━━ TEXTABSCHNITT

Der erste Teil des Buches der Sprichwörter (Spr 1-9) besteht in seinem Kern aus zehn Lehrreden. Bei einer Lehrrede handelt es sich, wie der Name sagt, um eine kurze Rede, in der der Weisheitslehrer den Schüler über wesentliche Aspekte der Weisheit belehrt. Wie wir bereits sehen konnten, werden in den einzelnen Lehrreden unterschiedliche Schwerpunkte gesetzt. In der ersten Lehrrede (1,8-9) geht es um Abgrenzung. Der Schüler wird aufgefordert, auf die verlockenden Angebote der Frevler nicht einzugehen.

━━━━
━━ VORLIEGENDE DATEN

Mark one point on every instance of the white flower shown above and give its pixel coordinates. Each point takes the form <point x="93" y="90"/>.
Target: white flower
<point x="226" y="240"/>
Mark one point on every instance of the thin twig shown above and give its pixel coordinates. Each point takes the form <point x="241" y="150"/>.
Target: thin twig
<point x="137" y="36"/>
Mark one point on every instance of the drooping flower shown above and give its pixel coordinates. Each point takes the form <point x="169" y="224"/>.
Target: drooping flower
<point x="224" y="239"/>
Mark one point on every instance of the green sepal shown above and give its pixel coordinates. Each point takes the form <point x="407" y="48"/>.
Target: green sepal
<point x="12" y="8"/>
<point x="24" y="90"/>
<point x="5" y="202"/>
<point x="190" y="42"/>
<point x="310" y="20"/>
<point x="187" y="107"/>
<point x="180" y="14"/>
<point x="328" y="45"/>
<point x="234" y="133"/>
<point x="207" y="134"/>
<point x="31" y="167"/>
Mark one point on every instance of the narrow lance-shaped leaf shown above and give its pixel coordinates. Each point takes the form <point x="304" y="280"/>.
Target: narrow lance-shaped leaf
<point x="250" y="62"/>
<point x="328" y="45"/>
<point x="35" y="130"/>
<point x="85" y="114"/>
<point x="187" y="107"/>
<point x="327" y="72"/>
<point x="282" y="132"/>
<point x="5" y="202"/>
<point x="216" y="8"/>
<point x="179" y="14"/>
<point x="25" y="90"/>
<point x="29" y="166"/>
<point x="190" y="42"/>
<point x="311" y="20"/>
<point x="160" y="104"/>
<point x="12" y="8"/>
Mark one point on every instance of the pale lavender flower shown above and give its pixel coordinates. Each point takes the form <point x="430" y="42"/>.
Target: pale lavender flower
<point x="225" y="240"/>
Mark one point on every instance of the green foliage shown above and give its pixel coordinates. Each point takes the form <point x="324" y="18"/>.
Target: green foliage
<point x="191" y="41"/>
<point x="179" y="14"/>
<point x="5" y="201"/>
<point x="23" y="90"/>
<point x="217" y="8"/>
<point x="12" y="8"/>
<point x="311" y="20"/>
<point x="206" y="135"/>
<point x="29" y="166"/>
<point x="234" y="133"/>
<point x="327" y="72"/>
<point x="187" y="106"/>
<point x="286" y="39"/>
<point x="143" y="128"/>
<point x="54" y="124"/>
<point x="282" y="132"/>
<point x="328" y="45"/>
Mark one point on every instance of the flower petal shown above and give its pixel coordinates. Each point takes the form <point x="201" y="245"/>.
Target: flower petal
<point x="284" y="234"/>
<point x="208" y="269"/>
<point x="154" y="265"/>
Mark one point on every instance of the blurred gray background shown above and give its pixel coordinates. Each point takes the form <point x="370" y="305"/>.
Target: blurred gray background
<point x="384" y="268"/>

━━━━

**AUFGABENSTELLUNG:**
Beantworte anhand des Textabschnitts über das Buch der Sprichwörter die folgenden Fragen:
1. Woraus besteht der erste Teil des Buches (Spr 1-9) in seinem Kern?
2. Wer wird in einer Lehrrede von wem belehrt?
3. Worum geht es in der ersten Lehrrede?

**LÖSUNG:**
1. Er besteht in seinem Kern aus zehn Lehrreden.
2. Der Weisheitslehrer belehrt den Schüler über wesentliche Aspekte der Weisheit.
3. Es geht um Abgrenzung: Der Schüler soll auf die verlockenden Angebote der Frevler nicht eingehen.